### What to produce
Copy every line of the records below without any change.

### Stored records
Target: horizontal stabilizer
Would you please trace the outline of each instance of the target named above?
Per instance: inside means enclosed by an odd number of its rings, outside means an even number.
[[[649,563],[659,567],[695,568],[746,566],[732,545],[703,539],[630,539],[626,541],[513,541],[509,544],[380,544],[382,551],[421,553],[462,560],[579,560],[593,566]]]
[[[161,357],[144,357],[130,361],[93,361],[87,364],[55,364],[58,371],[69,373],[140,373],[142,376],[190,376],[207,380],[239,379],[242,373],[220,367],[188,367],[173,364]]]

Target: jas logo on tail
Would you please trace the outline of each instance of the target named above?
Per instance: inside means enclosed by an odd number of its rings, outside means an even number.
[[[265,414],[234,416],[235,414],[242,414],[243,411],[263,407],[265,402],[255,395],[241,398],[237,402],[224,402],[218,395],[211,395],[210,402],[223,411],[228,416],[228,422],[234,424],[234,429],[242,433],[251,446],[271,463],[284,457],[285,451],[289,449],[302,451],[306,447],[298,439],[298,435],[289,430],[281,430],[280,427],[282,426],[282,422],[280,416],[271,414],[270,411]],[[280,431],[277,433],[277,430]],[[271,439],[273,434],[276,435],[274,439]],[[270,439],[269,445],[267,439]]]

### Result for this exercise
Target: horizontal stabilizer
Would you please trace the outline of each instance of the target named above?
Per instance: inside means enclosed by an odd number of its rings, outside means an even number.
[[[649,563],[659,567],[695,568],[746,566],[732,545],[703,539],[630,539],[626,541],[513,541],[509,544],[380,544],[382,551],[421,553],[462,560],[579,560],[593,566]]]
[[[161,357],[144,357],[130,361],[93,361],[87,364],[55,364],[58,371],[69,373],[140,373],[142,376],[190,376],[207,380],[239,379],[242,373],[220,367],[188,367],[173,364]]]

Target: jas logo on tail
Would you please trace the outline of each instance of the target named above?
Per instance: inside means enclosed by an odd number of its rings, outside means an even number.
[[[265,414],[234,416],[235,414],[242,414],[243,411],[263,407],[265,402],[255,395],[241,398],[237,402],[224,402],[218,395],[211,395],[210,402],[223,411],[228,416],[228,422],[234,424],[234,429],[242,433],[251,446],[271,463],[284,457],[285,451],[289,449],[302,451],[306,447],[298,439],[298,435],[289,430],[281,430],[280,427],[282,426],[282,422],[280,416],[271,414],[270,411]],[[280,431],[277,433],[277,430]],[[271,439],[273,434],[276,435],[274,439]],[[270,439],[269,445],[267,439]]]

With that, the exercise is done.